■ Document extract:

About Chromebooks

Chromebook, ChromeOS and Google Chrome browser news

Here’s a video look at the latest virtual desktop spaces for Chromebooks

The Chromium team has continued work on the virtual desktop spaces feature for Chrome OS and has a new video demonstration to show.

Before you watch it, note that the final implementation may be different than what’s in this preview video; according to the attached comment for the video, this is mainly for code reviewers of the change to see progress and current state.

Having said that caveat, here’s the latest look at this upcoming feature:

You can see that moving between workspaces appears to be quick and seamless. And the previously announced limit of four virtual spaces still appears to be a given. You’ll also notice that there are some missing aspects, as noted by the developers, which are still in progress:

No desk switch animation, or mini view content yet.

Although there have been some new Chromebooks in the 13- to 15.6-inch display size added to the market over the past six months or so, I’m willing to bet that most Chromebooks in the wild have smaller screens. And those, like my 12.3-inch Pixel Slate, will really reap the benefits of having multiple workspaces to use.

Since I alternate between personal browsing, content consumption and coding in Linux apps, I’ll likely have a virtual space for all three of these activities once the feature arrives.

I had thought that Chrome OS 75 would see virtual desktops, but given the current state of the functionality and the Chromium release schedule, I’m now leaning towards a Chrome OS 76 arrival at the earliest.

■ Given records:
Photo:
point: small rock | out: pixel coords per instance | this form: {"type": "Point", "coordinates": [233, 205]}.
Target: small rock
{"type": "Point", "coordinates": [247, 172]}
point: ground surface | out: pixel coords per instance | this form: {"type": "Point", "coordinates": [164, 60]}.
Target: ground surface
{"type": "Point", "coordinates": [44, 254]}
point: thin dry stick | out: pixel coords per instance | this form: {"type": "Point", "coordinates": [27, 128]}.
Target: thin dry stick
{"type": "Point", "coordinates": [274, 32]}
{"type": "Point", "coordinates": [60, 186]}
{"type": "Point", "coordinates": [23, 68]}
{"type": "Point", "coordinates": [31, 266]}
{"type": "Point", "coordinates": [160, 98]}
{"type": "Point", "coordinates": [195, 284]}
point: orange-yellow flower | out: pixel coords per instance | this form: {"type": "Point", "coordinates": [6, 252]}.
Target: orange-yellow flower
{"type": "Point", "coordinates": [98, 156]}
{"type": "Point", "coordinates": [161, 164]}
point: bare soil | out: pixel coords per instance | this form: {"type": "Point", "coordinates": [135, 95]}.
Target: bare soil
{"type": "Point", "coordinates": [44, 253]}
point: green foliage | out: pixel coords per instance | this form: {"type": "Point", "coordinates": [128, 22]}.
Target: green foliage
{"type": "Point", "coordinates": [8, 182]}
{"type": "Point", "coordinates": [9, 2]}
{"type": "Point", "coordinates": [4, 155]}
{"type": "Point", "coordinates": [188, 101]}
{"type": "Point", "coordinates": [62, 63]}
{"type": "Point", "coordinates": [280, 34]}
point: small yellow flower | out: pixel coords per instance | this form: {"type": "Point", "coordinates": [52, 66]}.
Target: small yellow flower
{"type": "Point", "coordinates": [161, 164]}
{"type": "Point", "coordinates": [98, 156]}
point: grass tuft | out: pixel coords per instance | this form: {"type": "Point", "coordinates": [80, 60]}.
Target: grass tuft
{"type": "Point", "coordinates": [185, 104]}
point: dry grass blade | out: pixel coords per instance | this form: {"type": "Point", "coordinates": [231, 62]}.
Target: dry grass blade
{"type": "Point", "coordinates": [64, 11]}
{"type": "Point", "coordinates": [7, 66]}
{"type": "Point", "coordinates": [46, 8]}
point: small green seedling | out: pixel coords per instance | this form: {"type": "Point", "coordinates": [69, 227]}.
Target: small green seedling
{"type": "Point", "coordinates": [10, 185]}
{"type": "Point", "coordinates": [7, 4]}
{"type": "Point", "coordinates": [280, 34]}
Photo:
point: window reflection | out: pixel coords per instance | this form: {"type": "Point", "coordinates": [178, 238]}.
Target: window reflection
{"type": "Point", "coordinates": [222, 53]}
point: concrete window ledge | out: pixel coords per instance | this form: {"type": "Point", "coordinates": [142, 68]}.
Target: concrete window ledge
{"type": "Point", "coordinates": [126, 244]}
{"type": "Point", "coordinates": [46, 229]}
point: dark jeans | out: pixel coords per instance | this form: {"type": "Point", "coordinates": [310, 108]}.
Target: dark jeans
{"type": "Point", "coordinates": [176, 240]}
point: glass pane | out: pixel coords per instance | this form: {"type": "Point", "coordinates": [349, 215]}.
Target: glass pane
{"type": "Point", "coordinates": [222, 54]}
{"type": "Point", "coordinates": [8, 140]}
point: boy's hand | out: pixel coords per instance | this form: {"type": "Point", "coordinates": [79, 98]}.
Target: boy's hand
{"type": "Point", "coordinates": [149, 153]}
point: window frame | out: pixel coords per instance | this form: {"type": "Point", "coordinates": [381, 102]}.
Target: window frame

■ Given problem 1: In the Chromebook virtual desktops post, which Chrome OS version is now named as the earliest likely arrival for the feature?
■ Given problem 2: Repeat the passage of the Chromebook virtual desktops post between "Although there have" and "at the earliest.", inclusive.
Work from the Chromebook virtual desktops post alone.

■ Written reply 1: Chrome OS 76

■ Written reply 2:
Although there have been some new Chromebooks in the 13- to 15.6-inch display size added to the market over the past six months or so, I’m willing to bet that most Chromebooks in the wild have smaller screens. And those, like my 12.3-inch Pixel Slate, will really reap the benefits of having multiple workspaces to use.

Since I alternate between personal browsing, content consumption and coding in Linux apps, I’ll likely have a virtual space for all three of these activities once the feature arrives.

I had thought that Chrome OS 75 would see virtual desktops, but given the current state of the functionality and the Chromium release schedule, I’m now leaning towards a Chrome OS 76 arrival at the earliest.